Update the Rachel Wood biography's passage running from "- Wood, Rachel Elizabeth, et al. 2013." down to "International, pp. 1–15." by reproducing it with "Archaeometry" changed to "Radiocarbon".

**TEXT SHOWN**

◆ ◆ ◆ ◆

- Awards: Women in Research Citation Award

Academic background
- Alma mater: University of Oxford
- Thesis: The contribution of new radiocarbon dating pre-treatment techniques to understanding the Middle to Upper Palaeolithic transition in Iberia (2011)

Academic work
- Institutions: The Australian National University, University of Oxford

= Rachel Wood (archaeologist) =

Australian archeologist

Rachel Wood is a specialist in the radiocarbon dating of Pleistocene archaeological sites. She is the director of the Oxford Radiocarbon Accelerator Unit (ORAU) at the University of Oxford.

== Education ==
She studied Chemistry and Archaeology at Durham University, graduating in 2005 with a BSc. In 2006, she completed a MSc in Archaeological Science at the University of Oxford.

Wood completed a DPhil in Archaeological Science at the University of Oxford in 2011, based in the Research Laboratory for Archaeology and the History of Art and Keble College. The thesis was entitled 'The contribution of new radiocarbon dating pre-treatment techniques to understanding the Middle to Upper Palaeolithic transition in Iberia, supervised by Thomas Higham.

== Career ==
She joined the Australian National University after completing her DPhil, working on pre-treatment of samples for radiocarbon dating. In 2014, Wood was awarded a DECRA fellowship to investigate tooth enamel diagenesis and its impact on radiocarbon dating.

Her early work focused on the Middle and Upper Palaeolithic of Iberia. This included refining radiocarbon dating techniques for bone and charcoal. The utilisation of the ultrafiltration method showed that Neanderthals were not contemporary to anatomically modern humans in southern Iberia. More recent work has used radiocarbon dating to assess the colonization of Australia, as at Riwi, Kimberley.

In 2016 she was awarded with the Women in Research Citation Award, presented by The Australian National University and Clarivate Analytics. She has written a number of popular science articles on radiocarbon dating.

She became director of the Oxford Radiocarbon Accelerator Unit in 2022.

== Selected publications ==

- Wood, Rachel Elizabeth, et al. 2013. A new date for the Neanderthals from El Sidrón Cave (Asturias, northern Spain). Archaeometry 55.1: 148–158.
- Wood, Rachel Elizabeth, et al. 2014. The chronology of the earliest Upper Palaeolithic in northern Iberia: new insights from L'Arbreda, Labeko Koba and La Viña. Journal of Human Evolution 69: 91–109. https://doi.org/10.1016/j.jhevol.2013.12.017
- Wood, R 2015. From revolution to convention: the past, present and future of radiocarbon dating. Journal of Archaeological Science 56: 61–72.
- Wood, R, De Quiros, F, Maíllo-Fernandez, J et al. 2016. El Castillo (Cantabria, northern Iberia) and the Transitional Aurignacian: Using radiocarbon dating to assess site taphonomy. Quaternary International, pp. 1–15.
- Wood, R, Jacobs, Z, Vannieuwenhuyse, D et al. 2016. Towards an accurate and precise chronology for the colonization of Australia: The example of Riwi, Kimberley, Western Australia. PLOS ONE 11, no. 9, pp. 25pp.

◆ ◆ ◆ ◆

[Referring expression data]
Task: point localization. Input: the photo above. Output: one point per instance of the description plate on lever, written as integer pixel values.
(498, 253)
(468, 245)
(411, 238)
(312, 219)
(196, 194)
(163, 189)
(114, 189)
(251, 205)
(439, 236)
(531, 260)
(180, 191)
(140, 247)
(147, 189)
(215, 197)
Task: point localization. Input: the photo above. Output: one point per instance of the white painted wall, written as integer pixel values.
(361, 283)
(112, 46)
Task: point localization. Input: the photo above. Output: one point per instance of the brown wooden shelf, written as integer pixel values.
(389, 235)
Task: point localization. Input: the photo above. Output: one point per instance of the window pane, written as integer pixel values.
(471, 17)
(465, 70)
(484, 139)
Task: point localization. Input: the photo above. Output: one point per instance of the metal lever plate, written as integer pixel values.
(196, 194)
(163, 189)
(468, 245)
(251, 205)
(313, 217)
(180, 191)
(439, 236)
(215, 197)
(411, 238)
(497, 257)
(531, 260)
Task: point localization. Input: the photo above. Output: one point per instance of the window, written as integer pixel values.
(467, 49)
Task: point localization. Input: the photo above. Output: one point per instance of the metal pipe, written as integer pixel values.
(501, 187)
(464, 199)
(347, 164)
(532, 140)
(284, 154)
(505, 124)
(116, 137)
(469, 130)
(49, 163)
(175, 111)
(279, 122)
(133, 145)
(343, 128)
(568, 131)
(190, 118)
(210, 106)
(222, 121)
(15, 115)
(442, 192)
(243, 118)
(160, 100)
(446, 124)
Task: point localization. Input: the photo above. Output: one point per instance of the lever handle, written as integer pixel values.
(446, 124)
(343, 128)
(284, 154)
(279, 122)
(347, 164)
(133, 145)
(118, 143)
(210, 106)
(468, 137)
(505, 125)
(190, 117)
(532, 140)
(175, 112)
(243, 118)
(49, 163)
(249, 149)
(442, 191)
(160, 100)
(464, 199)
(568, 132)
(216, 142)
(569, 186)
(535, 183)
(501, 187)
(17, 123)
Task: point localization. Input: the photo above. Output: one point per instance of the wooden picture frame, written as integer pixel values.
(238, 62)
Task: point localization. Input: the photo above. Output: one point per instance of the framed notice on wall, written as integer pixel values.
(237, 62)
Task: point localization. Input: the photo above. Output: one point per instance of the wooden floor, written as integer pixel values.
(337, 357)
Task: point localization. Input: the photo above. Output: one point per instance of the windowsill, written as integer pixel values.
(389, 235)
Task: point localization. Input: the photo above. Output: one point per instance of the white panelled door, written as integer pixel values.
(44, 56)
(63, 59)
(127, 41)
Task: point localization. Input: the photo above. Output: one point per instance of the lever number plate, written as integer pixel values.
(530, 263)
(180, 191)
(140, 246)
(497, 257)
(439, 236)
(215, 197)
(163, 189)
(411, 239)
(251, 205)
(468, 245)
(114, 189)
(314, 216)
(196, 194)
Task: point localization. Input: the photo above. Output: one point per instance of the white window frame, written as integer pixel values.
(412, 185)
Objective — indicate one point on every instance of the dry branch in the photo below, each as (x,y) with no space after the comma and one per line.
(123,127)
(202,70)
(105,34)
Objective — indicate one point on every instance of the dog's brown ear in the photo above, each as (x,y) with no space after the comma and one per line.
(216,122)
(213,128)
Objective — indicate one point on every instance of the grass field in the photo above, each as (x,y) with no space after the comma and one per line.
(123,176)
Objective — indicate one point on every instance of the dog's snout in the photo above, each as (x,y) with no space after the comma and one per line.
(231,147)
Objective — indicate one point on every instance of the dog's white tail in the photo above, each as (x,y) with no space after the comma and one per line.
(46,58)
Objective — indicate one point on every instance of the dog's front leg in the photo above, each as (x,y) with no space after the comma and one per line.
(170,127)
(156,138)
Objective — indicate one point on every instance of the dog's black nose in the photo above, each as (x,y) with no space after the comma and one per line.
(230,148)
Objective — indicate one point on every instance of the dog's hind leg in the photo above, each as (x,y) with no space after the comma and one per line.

◆ ◆ ◆ ◆

**TASK ANSWER**
- Wood, Rachel Elizabeth, et al. 2013. A new date for the Neanderthals from El Sidrón Cave (Asturias, northern Spain). Radiocarbon 55.1: 148–158.
- Wood, Rachel Elizabeth, et al. 2014. The chronology of the earliest Upper Palaeolithic in northern Iberia: new insights from L'Arbreda, Labeko Koba and La Viña. Journal of Human Evolution 69: 91–109. https://doi.org/10.1016/j.jhevol.2013.12.017
- Wood, R 2015. From revolution to convention: the past, present and future of radiocarbon dating. Journal of Archaeological Science 56: 61–72.
- Wood, R, De Quiros, F, Maíllo-Fernandez, J et al. 2016. El Castillo (Cantabria, northern Iberia) and the Transitional Aurignacian: Using radiocarbon dating to assess site taphonomy. Quaternary International, pp. 1–15.